#### Objective
Print the lines below word for word, starting at the line containing "The green grass" and ending at the line containing "0,0 -> 700,159", and leave the pictures out.

======== Available data ========

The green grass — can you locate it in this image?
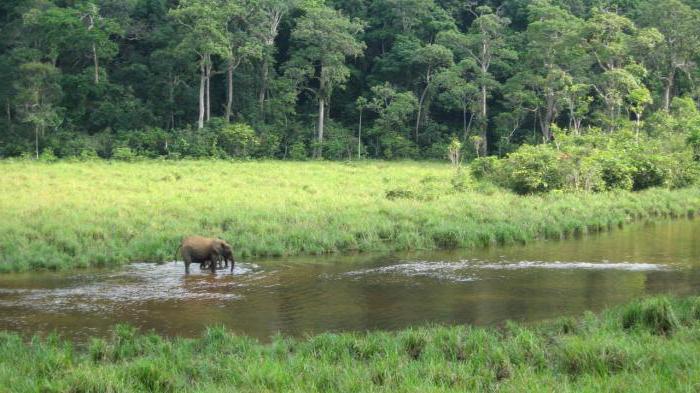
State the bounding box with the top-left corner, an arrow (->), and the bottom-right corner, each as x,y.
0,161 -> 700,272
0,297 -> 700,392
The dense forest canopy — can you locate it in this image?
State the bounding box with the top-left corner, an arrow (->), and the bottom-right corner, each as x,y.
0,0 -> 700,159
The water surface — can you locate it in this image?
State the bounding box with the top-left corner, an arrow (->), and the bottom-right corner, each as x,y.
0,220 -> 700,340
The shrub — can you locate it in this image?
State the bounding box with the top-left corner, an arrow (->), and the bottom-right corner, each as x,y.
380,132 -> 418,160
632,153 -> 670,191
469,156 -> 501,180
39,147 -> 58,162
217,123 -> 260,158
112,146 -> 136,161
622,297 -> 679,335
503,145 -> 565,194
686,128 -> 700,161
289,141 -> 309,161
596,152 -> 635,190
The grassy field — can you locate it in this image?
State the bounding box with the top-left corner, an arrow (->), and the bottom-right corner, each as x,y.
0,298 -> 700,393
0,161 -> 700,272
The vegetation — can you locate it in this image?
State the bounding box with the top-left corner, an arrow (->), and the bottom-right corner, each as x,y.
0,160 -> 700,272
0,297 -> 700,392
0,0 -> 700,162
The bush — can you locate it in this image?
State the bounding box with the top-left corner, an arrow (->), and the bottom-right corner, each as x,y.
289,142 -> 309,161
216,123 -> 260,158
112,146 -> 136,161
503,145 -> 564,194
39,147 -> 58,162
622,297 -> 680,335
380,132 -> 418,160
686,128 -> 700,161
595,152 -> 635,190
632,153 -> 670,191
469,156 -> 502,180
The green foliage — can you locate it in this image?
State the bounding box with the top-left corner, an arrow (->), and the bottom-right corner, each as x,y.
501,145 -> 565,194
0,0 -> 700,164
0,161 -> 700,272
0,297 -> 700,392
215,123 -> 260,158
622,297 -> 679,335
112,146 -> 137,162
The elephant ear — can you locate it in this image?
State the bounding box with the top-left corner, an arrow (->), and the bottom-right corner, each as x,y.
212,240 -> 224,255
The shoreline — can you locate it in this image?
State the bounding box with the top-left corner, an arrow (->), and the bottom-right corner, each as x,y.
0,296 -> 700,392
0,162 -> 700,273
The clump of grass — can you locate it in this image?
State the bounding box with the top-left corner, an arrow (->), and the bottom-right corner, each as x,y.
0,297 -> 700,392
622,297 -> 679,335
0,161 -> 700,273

========
======== Available data ========

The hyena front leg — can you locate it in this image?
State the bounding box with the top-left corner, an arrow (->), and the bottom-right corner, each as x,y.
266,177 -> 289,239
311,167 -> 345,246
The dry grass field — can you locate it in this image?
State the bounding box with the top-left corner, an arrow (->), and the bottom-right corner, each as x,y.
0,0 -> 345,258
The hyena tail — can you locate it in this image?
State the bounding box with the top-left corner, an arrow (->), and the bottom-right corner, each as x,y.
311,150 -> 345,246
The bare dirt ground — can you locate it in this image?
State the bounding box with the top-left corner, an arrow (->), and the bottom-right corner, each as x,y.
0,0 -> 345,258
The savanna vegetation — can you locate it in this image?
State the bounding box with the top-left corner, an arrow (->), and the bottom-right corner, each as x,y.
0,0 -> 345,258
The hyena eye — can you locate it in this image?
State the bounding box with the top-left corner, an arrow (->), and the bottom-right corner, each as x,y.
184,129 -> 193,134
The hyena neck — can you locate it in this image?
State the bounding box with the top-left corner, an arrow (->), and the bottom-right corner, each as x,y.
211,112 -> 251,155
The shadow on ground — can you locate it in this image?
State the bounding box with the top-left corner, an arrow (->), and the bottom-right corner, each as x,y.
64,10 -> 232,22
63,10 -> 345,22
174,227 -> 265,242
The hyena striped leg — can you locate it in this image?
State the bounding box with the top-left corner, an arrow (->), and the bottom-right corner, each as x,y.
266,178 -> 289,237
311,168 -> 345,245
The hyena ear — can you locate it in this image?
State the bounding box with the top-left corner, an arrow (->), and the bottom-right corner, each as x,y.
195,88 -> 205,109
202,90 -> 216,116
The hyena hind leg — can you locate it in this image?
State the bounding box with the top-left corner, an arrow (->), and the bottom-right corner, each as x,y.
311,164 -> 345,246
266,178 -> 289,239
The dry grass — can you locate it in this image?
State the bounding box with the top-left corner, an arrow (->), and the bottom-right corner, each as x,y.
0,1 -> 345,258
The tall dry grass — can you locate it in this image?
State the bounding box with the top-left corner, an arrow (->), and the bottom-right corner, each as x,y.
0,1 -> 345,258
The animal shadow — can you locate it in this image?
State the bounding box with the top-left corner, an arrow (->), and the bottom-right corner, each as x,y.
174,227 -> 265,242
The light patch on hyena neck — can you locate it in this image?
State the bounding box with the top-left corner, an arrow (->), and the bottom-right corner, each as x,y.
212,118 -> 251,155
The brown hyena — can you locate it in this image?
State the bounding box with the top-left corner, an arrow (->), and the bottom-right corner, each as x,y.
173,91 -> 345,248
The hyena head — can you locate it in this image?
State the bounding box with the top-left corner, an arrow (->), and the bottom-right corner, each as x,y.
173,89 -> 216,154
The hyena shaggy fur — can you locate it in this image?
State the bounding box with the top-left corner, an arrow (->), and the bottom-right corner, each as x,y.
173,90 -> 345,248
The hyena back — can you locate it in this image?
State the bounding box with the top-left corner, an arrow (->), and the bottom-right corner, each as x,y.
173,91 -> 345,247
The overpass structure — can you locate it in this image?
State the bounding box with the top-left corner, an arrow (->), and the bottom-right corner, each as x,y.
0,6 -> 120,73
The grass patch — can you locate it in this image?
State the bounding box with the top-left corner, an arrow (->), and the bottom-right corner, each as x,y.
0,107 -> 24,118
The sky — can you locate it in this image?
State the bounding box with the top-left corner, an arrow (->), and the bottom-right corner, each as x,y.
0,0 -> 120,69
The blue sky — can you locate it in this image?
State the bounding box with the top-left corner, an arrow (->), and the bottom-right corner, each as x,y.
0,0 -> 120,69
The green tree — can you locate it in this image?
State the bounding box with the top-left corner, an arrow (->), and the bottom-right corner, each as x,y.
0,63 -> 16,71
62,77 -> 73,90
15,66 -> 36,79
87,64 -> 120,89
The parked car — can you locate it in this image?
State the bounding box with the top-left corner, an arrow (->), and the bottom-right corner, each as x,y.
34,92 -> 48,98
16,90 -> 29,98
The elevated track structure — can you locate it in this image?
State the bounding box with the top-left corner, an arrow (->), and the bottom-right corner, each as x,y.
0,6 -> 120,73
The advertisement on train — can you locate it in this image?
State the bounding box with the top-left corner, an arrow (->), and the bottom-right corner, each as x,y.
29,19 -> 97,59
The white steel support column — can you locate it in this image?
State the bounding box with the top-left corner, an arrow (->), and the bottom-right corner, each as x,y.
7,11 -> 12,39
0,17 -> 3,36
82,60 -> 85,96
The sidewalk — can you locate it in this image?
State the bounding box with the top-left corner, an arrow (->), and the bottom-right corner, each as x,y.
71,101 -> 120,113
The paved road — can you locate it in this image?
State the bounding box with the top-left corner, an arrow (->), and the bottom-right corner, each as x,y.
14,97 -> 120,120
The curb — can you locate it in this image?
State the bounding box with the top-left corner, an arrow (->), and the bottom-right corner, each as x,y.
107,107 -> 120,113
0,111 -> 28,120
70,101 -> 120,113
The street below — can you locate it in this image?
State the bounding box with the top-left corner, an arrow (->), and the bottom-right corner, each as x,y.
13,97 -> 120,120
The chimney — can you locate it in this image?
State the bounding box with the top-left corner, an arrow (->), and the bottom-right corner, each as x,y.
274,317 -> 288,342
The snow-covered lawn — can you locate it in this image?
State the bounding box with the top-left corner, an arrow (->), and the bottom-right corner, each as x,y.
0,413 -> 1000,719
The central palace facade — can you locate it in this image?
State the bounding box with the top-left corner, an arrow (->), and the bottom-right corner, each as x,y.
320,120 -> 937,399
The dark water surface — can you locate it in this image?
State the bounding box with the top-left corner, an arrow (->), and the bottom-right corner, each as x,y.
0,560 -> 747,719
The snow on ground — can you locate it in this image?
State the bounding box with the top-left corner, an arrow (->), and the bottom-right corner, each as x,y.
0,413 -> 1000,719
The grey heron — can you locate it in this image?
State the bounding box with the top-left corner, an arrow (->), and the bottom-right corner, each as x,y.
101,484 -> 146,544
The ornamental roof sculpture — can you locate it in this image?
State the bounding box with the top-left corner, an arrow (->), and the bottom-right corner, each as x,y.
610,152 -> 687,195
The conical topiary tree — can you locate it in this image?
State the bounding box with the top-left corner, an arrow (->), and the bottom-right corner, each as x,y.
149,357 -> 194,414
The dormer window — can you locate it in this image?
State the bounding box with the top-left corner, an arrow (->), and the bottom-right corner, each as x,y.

========
======== Available data ========

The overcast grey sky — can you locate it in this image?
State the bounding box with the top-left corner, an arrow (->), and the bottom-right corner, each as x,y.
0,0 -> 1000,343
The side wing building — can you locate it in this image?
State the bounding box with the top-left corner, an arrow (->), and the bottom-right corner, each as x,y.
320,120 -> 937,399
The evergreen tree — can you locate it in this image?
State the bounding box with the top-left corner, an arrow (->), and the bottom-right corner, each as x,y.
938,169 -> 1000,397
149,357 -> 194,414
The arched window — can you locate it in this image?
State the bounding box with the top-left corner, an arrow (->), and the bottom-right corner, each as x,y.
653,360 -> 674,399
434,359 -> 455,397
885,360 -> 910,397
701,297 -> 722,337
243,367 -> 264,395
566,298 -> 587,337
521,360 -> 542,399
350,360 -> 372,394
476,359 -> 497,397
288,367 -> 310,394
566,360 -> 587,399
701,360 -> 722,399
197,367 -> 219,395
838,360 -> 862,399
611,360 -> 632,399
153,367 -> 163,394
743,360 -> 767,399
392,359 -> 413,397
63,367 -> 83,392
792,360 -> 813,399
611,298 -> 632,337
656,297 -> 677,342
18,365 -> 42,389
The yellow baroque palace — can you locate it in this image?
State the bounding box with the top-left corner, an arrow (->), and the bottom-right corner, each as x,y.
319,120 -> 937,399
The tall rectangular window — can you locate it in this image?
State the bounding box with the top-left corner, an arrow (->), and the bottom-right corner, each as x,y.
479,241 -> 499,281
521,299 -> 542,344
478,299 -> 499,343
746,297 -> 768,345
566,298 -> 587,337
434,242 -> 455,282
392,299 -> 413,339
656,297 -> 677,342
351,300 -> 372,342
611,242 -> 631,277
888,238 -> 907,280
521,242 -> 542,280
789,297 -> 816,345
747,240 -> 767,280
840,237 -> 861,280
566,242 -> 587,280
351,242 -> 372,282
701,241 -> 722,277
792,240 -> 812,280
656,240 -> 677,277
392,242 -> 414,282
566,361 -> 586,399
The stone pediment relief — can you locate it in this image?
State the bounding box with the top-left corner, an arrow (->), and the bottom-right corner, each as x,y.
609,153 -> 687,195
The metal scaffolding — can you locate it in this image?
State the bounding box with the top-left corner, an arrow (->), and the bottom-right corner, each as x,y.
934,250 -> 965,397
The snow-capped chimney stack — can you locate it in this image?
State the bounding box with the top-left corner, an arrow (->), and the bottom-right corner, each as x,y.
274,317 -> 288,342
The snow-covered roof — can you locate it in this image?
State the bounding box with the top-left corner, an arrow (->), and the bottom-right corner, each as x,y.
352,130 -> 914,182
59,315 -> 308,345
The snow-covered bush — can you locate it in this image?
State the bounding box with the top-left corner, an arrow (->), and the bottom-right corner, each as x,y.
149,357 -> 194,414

========

#### Task result
The green grass — can you locate it in this image?
State the bounding box with the top-left corner, an arrow (->), and the bottom-right corner, each as x,y.
0,161 -> 700,272
0,297 -> 700,392
The dense forest canopy — can you locate it in this image?
State the bounding box with the top-left corner, an arrow (->), and the bottom-right corner, each as x,y.
0,0 -> 700,159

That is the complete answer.